### [GIVEN EXERCISE]
Please return the items below word for word, starting at the line that contains "Annotation task: tag one point per instance of the blurred" and ending at the final line of the items.

### [ENTRIES]
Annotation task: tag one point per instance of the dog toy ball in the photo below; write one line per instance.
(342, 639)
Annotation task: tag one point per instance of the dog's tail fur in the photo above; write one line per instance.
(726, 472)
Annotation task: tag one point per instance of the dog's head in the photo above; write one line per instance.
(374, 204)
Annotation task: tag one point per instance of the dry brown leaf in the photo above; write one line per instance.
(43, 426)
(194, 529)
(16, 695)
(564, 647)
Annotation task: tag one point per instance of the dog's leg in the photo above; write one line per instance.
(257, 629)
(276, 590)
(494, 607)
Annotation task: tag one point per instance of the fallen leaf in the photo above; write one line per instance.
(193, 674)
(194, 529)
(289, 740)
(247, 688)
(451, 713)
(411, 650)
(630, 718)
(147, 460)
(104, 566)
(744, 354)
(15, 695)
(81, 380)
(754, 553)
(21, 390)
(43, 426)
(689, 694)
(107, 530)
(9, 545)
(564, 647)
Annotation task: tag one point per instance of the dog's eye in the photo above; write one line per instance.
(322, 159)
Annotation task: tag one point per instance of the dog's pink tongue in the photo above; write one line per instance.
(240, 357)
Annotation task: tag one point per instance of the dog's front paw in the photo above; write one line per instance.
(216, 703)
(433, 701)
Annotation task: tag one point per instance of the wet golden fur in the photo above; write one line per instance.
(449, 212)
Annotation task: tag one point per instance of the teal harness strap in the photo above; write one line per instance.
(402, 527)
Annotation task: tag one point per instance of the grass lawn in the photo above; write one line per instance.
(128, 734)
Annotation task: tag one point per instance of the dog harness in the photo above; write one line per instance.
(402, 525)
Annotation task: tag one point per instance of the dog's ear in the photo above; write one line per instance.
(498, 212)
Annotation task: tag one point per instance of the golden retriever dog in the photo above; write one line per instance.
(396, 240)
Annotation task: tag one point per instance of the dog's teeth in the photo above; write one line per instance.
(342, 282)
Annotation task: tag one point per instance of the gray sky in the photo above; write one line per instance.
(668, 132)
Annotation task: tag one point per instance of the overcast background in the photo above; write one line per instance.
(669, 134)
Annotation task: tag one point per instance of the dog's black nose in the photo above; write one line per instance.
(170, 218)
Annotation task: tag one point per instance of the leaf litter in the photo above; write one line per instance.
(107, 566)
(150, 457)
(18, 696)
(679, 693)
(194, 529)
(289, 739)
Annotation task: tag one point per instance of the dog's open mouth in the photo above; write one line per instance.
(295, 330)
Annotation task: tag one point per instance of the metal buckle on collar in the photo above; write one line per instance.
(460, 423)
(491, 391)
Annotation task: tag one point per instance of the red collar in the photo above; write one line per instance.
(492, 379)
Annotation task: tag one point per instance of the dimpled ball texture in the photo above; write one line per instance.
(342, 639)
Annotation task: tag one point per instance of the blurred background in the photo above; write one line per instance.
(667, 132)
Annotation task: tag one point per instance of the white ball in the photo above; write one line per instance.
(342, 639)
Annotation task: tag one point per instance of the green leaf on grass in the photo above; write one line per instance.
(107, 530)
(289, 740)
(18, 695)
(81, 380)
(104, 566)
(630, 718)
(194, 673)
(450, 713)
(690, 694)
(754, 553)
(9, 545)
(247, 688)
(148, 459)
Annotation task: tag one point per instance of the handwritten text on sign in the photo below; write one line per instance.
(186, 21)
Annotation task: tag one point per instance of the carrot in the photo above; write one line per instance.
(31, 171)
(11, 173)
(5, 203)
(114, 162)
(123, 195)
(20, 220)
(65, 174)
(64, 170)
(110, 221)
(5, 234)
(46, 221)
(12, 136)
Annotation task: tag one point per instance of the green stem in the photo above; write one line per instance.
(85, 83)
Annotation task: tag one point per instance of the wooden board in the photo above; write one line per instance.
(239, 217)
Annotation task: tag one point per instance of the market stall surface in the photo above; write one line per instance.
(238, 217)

### [RESULT BELOW]
Annotation task: tag one point per instance of the blurred background in the photo above; write one line per instance.
(667, 132)
Annotation task: tag one point per instance of the white ball in the photo above; write one line per instance.
(342, 639)
Annotation task: tag one point per instance of the green leaf on grass in the photo above; write one line per instance.
(107, 530)
(289, 740)
(18, 695)
(81, 380)
(104, 566)
(630, 718)
(194, 673)
(450, 713)
(690, 694)
(754, 553)
(9, 545)
(247, 688)
(148, 459)
Annotation task: tag one point per instance of the handwritten text on sign in the photo below; write one line per instance.
(186, 21)
Annotation task: tag one point per instance of the carrot in the photo above; write one line per instance.
(31, 171)
(11, 173)
(5, 203)
(114, 162)
(123, 195)
(20, 220)
(65, 174)
(64, 170)
(110, 221)
(5, 234)
(46, 221)
(12, 136)
Annotation task: tag one point per instance of the green stem in the photo above; write one line per instance.
(85, 83)
Annotation task: tag one point per instance of the wooden board in the photo above; write one line per instance.
(239, 217)
Annotation task: tag one point per instance of the market stall surface in the photo above; write one line per instance.
(238, 217)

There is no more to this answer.